_Stated task_
Turn every line of the material below into a Markdown table with two columns, No. for the row number and Line for the line itself, and leave out any blank lines.

Labeled point records

++++++

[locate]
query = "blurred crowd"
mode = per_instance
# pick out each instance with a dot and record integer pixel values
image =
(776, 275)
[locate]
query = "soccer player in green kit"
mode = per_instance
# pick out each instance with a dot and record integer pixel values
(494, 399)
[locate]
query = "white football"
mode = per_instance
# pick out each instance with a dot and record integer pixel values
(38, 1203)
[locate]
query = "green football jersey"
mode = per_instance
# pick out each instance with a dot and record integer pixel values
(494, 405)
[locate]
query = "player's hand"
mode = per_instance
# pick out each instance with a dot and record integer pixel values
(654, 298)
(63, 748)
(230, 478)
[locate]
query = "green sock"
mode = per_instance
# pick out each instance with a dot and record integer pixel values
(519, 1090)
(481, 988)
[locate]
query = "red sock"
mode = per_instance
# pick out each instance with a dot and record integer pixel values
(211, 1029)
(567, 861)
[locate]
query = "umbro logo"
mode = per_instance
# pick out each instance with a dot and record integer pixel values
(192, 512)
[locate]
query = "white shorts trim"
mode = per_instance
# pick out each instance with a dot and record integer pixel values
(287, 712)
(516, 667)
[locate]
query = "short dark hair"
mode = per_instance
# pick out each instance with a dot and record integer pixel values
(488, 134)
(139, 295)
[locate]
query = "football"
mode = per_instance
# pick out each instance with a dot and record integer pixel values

++++++

_Output of the task_
| No. | Line |
|---|---|
| 1 | [locate] |
| 2 | query = "blurred crowd" |
| 3 | mode = per_instance |
| 4 | # pick out each instance with a dot and record integer pixel values |
| 5 | image = |
| 6 | (776, 275) |
| 7 | [locate] |
| 8 | query = "soccer player in green kit" |
| 9 | mode = per_instance |
| 10 | # pick out each instance with a dot and record integer pixel values |
| 11 | (494, 399) |
| 12 | [locate] |
| 13 | query = "white football" |
| 14 | mode = per_instance |
| 15 | # pick out each instance with a dot and record integer pixel values |
| 16 | (38, 1203) |
| 17 | [locate] |
| 18 | query = "green football jersey" |
| 19 | mode = per_instance |
| 20 | # pick out each instance with a dot and record integer pixel values |
| 21 | (494, 405) |
| 22 | [locate] |
| 23 | query = "player's hand" |
| 24 | mode = per_instance |
| 25 | # pick out each instance with a dot and record integer pixel values |
| 26 | (654, 298) |
| 27 | (63, 748) |
| 28 | (230, 478) |
| 29 | [locate] |
| 30 | query = "green sock" |
| 31 | mode = per_instance |
| 32 | # pick out each instance with a dot and record integer pixel values |
| 33 | (519, 1090) |
| 34 | (481, 988) |
| 35 | [locate] |
| 36 | query = "red sock" |
| 37 | mode = per_instance |
| 38 | # pick out each instance with a dot and record integer pixel values |
| 39 | (211, 1029) |
| 40 | (567, 861) |
| 41 | [locate] |
| 42 | query = "umbro logo" |
| 43 | mode = per_instance |
| 44 | # pick out each instance with a dot and record integer pixel values |
| 45 | (192, 512) |
| 46 | [locate] |
| 47 | query = "white shorts trim" |
| 48 | mode = per_instance |
| 49 | # pick out each instance with a dot and record integer pixel values |
| 50 | (287, 712) |
| 51 | (516, 667) |
| 52 | [locate] |
| 53 | query = "short dark hair" |
| 54 | mode = per_instance |
| 55 | # pick out each instance with a dot and record integer pixel values |
| 56 | (488, 134) |
| 57 | (139, 295) |
| 58 | [locate] |
| 59 | query = "football" |
| 60 | mode = per_instance |
| 61 | # pick out each instance with a dot and record integer pixel values |